#### DESCRIPTION OF THE TASK:
Count the lines in the records below that contain the string "cloud", with case counting, and give only the number.

#### Stored data entries:
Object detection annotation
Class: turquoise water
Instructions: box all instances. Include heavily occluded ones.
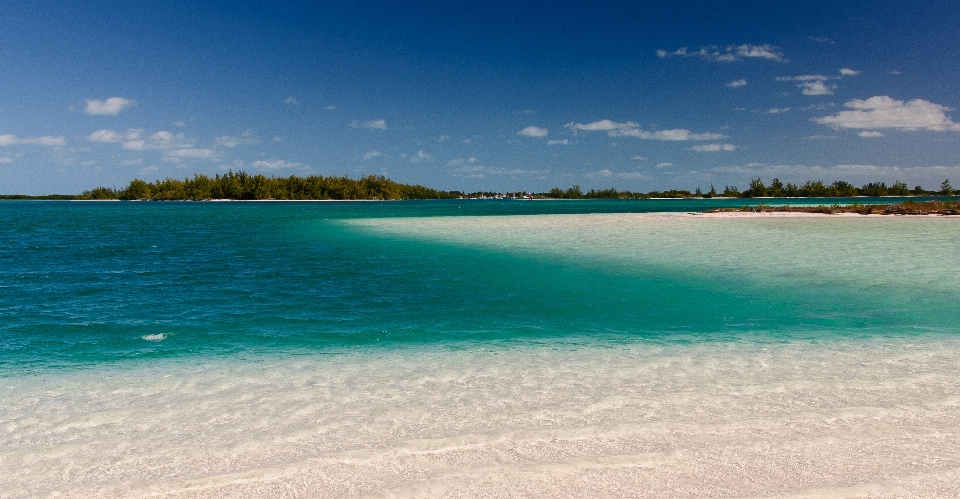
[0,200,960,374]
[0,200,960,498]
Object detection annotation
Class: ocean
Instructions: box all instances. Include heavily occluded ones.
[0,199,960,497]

* * *

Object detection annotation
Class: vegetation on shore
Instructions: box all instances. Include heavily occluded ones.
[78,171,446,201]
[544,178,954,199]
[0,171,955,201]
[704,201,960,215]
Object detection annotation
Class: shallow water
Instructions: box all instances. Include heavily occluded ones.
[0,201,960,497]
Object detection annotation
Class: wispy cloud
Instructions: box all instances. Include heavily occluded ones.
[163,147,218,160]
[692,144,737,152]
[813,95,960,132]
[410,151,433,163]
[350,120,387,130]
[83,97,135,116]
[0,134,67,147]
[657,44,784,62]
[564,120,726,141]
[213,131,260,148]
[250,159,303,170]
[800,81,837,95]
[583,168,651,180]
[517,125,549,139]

--

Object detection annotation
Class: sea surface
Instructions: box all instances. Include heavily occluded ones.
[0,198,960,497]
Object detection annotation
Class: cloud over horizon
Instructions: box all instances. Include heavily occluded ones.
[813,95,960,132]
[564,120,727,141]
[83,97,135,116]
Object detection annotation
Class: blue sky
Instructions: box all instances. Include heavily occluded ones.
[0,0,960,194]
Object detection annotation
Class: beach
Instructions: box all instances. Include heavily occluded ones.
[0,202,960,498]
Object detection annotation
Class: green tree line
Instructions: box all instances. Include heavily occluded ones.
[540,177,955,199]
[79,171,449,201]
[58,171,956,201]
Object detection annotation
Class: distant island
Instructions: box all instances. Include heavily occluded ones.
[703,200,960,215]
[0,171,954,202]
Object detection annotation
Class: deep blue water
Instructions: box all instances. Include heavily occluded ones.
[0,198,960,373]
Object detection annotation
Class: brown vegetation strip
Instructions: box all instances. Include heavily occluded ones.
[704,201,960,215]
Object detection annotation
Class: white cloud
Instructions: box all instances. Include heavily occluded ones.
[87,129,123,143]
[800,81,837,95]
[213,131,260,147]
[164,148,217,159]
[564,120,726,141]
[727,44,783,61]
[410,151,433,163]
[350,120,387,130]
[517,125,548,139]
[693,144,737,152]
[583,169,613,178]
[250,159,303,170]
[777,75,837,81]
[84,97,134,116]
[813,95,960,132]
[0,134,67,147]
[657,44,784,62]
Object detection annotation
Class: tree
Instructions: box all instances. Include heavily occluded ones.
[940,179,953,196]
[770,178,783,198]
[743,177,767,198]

#### ANSWER TO THIS PROBLEM:
3